[PROBLEM REQUIREMENTS] Copy every one of the entries below verbatim, keeping each line as it stands.

Dataset excerpt:
★ ★ ★ ★
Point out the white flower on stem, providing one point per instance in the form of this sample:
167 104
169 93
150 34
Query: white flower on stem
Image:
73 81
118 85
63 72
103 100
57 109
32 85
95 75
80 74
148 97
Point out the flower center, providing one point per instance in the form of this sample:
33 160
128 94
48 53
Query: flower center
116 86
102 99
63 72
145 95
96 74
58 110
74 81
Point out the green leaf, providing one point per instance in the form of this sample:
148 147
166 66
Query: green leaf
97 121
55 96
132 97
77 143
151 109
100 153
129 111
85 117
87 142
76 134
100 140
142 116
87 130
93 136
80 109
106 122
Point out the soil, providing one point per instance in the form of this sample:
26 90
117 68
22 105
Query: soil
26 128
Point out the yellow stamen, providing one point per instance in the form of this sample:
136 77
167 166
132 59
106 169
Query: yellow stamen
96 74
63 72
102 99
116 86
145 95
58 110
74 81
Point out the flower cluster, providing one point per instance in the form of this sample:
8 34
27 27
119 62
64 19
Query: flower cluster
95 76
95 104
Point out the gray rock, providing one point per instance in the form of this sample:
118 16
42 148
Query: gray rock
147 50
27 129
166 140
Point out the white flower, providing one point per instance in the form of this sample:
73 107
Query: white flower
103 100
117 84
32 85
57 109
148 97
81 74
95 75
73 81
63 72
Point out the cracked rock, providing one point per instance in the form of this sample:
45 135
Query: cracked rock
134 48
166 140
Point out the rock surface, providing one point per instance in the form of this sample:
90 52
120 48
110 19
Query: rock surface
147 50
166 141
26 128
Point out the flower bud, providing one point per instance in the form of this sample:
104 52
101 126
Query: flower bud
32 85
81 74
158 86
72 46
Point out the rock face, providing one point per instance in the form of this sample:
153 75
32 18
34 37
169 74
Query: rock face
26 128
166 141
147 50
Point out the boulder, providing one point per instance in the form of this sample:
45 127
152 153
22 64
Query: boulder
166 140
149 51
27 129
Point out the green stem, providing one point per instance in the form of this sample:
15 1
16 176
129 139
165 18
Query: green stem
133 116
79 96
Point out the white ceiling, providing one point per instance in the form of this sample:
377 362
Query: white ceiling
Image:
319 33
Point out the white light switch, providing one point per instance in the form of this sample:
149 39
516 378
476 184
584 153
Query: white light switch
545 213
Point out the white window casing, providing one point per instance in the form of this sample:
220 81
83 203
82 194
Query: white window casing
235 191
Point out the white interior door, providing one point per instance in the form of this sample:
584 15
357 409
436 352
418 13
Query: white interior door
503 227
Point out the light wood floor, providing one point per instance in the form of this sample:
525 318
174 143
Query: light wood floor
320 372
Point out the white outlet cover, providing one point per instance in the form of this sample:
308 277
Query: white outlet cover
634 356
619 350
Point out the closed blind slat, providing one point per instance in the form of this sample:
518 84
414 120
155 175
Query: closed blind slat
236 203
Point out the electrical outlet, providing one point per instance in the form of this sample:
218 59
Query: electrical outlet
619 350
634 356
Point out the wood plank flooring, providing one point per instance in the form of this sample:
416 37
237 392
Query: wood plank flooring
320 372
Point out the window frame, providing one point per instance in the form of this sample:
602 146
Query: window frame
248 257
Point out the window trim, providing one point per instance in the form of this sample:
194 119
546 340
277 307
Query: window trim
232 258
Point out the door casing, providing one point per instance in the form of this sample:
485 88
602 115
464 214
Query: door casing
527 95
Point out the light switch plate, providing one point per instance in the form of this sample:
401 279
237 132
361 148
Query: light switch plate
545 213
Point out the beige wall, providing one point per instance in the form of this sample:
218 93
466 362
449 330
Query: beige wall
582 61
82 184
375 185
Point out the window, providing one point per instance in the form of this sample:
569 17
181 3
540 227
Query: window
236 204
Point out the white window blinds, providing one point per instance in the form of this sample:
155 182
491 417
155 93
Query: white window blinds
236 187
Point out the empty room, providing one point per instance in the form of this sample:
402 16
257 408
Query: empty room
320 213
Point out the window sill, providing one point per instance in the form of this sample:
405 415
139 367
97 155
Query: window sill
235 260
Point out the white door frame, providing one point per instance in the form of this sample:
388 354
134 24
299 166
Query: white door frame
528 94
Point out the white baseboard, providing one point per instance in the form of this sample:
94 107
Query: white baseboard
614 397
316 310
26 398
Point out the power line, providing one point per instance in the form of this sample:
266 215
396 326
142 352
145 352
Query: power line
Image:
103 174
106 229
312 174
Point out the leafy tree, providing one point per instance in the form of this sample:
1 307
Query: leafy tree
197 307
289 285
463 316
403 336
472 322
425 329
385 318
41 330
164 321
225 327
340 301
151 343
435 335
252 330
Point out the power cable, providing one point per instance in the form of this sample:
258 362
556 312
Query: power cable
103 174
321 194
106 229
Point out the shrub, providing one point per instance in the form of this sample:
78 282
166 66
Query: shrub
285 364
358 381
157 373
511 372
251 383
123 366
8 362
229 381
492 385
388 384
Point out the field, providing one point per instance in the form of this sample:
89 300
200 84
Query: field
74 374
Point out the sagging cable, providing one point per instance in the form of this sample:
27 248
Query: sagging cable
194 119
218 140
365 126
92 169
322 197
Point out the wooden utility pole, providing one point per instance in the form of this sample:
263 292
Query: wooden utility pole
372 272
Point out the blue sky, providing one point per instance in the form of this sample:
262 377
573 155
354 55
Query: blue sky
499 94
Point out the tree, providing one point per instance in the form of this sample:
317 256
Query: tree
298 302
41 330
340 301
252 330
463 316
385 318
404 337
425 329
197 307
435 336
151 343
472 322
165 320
★ ★ ★ ★
[RESULT FOR THIS EXERCISE]
Point out the white flower on stem, providing one point per instance in the form of this sample:
167 104
169 93
150 34
Query: white flower on stem
Image:
73 81
118 85
63 72
103 100
57 109
32 85
95 75
80 74
148 97
Point out the flower center, providing one point per instance in the form of this sample:
33 160
128 94
48 53
Query: flower center
116 86
102 99
63 72
145 95
96 74
58 110
74 81
Point out the green leaf, providing one point per instance in the form of this sample:
148 147
166 66
Query: green leaf
97 121
55 96
132 97
77 143
151 109
100 153
129 111
85 117
87 142
76 134
100 140
142 116
87 130
93 136
80 109
106 122
Point out the soil, providing one point per instance in the form of this sample:
26 90
117 68
22 105
Query: soil
26 128
Point out the yellow stamen, providing one point per instance in the form of this sample:
136 77
167 166
132 59
106 169
Query: yellow stamen
96 74
63 72
102 99
116 86
145 95
58 110
74 81
Point out the flower cluster, providing one point per instance in the form of this sample:
8 34
27 27
119 62
64 19
Query: flower cluster
95 76
95 104
Point out the gray rock, providing one point per instance in the form of this sample:
118 16
42 148
Query: gray rock
147 50
27 129
166 140
Point out the white flower, providing one point per instance in the form of this sample:
73 107
Query: white flower
103 100
117 84
32 85
57 109
148 97
81 74
95 75
73 81
63 72
Point out the cracked rock, providing one point per instance in the form of this sample:
45 135
Query: cracked rock
134 48
166 140
Point out the rock surface, providing one point per instance in the form of this sample:
90 52
120 48
110 19
Query: rock surface
147 50
166 141
26 128
Point out the flower bud, providing one point per instance in the form of this sample:
104 52
101 126
Query: flower bud
32 85
81 74
158 86
72 46
Point out the rock face, providing one point per instance in the form of this sample:
153 75
32 18
34 37
169 74
Query: rock face
26 128
166 141
147 50
Point out the boulder, providing one point per instance in the form of this sample:
45 127
152 153
22 64
Query: boulder
166 140
149 51
27 129
Point out the green stem, providing one point per instance in the form of this sample:
15 1
16 176
129 139
165 18
Query: green stem
133 116
79 96
Point out the white ceiling, providing one point per instance in the form of this sample:
377 362
Query: white ceiling
Image:
319 33
Point out the white light switch, providing one point per instance in the form of this sample:
149 39
516 378
476 184
584 153
Query: white light switch
545 213
Point out the white window casing, providing one point per instance in the form of this sample:
220 81
83 203
82 194
Query: white window casing
235 191
Point out the white interior door, providing one point per instance in the form of this sample:
584 15
357 409
436 352
418 13
Query: white interior door
503 227
Point out the light wood floor, providing one point per instance in the form of this sample:
525 318
174 143
Query: light wood floor
320 372
Point out the white outlet cover, providing one point per instance in the form of this sample:
308 277
Query: white outlet cover
634 356
619 350
Point out the closed blind slat, providing one point per instance in the form of this sample:
518 84
414 120
155 175
Query: closed blind slat
236 203
Point out the electrical outlet, providing one point per instance in the form of this sample:
218 59
Query: electrical outlet
619 350
634 356
Point out the wood plank flooring, providing one point per instance in the form of this sample:
416 37
237 392
Query: wood plank flooring
320 372
Point out the window frame, providing one point per instance in the form of this sample:
602 146
Query: window frame
248 257
Point out the window trim, providing one point per instance in the form of this sample:
194 119
546 340
277 307
Query: window trim
232 258
Point out the door casing, providing one point per instance in the form of this sample:
485 88
602 115
464 214
Query: door casing
527 95
Point out the light switch plate, providing one point per instance in the form of this sample:
401 279
237 132
361 148
Query: light switch plate
545 213
Point out the beige wall, providing one point per instance in the form of this sample:
218 93
466 362
449 330
Query: beige wall
582 61
82 184
375 185
Point out the window, providing one point per instance in the form of this sample:
569 17
181 3
540 227
Query: window
236 204
Point out the white window blinds, providing one point per instance in the form of this sample:
155 182
491 417
155 93
Query: white window blinds
236 187
Point out the empty room, providing one point per instance in the form of this sample:
402 16
257 408
Query: empty room
320 213
Point out the window sill, providing one point per instance in the form of this sample:
405 415
139 367
97 155
Query: window sill
235 260
Point out the white door frame, providing one point per instance in the form of this sample:
388 354
134 24
299 166
Query: white door frame
528 94
Point out the white baseboard, providing one point per instance in the form of this sample:
94 107
Query: white baseboard
614 397
316 310
26 398
Point out the power line, providing one point per instance in the form of this sample:
266 215
396 326
142 352
145 352
Query: power line
Image:
103 174
106 229
312 174
Point out the leafy tree, providing one point per instance in the form of this sample:
1 307
Query: leafy tree
197 307
289 285
463 316
403 336
472 322
425 329
385 318
41 330
164 321
225 327
340 301
151 343
435 335
252 330
Point out the power cable, providing one point per instance in the form of this sample:
258 362
556 312
Query: power cable
103 174
321 194
106 229
Point out the shrub, providing one point per instance in the form of this sample:
78 282
166 66
Query: shrub
285 364
358 381
157 373
511 372
251 383
123 366
8 362
229 381
492 385
388 384
Point out the field, providing one point per instance in the form of this sample:
89 300
200 84
Query: field
74 374
Point out the sagging cable, providing one point per instance in the form of this sample:
27 248
Query: sagging cable
194 119
218 140
365 126
92 169
322 197
Point out the wooden utility pole, providing one point per instance in the form of this sample:
263 292
Query: wooden utility pole
372 272
Point out the blue sky, providing one point per instance in the form of this sample:
262 377
573 155
354 55
Query: blue sky
499 94
Point out the tree, providing one point per instance in the form of this sample:
317 256
Query: tree
298 302
41 330
340 301
252 330
463 316
385 318
404 337
425 329
197 307
435 336
151 343
472 322
165 320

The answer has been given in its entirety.